▶ Instructions for the task
Extend the NAND flash memory article below, writing on from its last sentence; leave the data that follows it alone.

NAND Flash Memory Analysis and Decoding - Unveiling ECC Scattering in Unknown Devices
on
Exploring NAND Memories
When in possession of a device whose internals one wishes to understand, accessing the content of the flash memory is not always straightforward. Due to the nature of NAND memories, an error correction algorithm is applied to all content, which can cause unintentional obfuscation of the content. Some manufacturers of processors that directly control NAND-type memories or developers of “protected” software choose to customize the way these algorithms function.
In this article, we will explore the basic structure of flash memory, why error correction exists, and how to identify the scattering of the error correction algorithm used.
Flash Memories
Flash memories have emerged as the backbone of digital storage in the contemporary era. Found in devices as varied as SSDs, USB drives, and SD cards, these memories bring an irresistible combination of speed, durability, and the ability to retain data even in the absence of power.
Historically, before the rise of flash memories, the main storage devices were based on magnetic media, such as hard disks and floppy disks, or on EPROMs (Erasable Programmable Read-Only Memory). While magnetic media had moving parts and were more prone to physical failures, EPROMs required a specific erasure process, making the rewriting of data a slower and less efficient process.
Within the category of flash memories, we find different variations, with NOR and NAND versions being the most predominant. In this article, we will focus on NAND flash memories, recognized for their high storage density and widely used in everyday storage devices, ensuring speed and reliability in reading and writing data.

▶ Material
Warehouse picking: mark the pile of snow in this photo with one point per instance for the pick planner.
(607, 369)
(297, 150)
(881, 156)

▶ Output of the task
Anatomy of a NAND Cell
Detailed diagram of a NAND cell
At the heart of flash memory technology lies the intricate architecture of a NAND cell. The illustration above outlines the fundamental components of the cell: the Control Gate, the Floating Gate, insulating oxide layers, along with N-Type Source and N-Type Drain terminals, all built on a P-type substrate. Bits are stored in the flash memory by retaining electrons in the Floating Gate.
During the write operation, a voltage is imposed on the Control Gate, inducing electrons to cross the oxide barrier and lodge in the Floating Gate. Once the electrons reach the Floating Gate, they remain there, denoting a “written” state.
To read the stored information, a voltage is applied to the Control Gate. If there are electrons in the Floating Gate, they will create a repulsive force, blocking the flow of electrons from the Source to the Drain. This state is recognized as a “0” bit. However, if the Floating Gate is unoccupied, the electric current will flow unimpeded, corresponding to a “1” bit.
NAND cell in the “written” state
Finally, the electronic configuration — whether its absence or presence — determines whether the cell is representing a “0” or “1” bit. The subsequent image shows a cell in the “erased” state, characterized by the free flow of electrons between the terminals.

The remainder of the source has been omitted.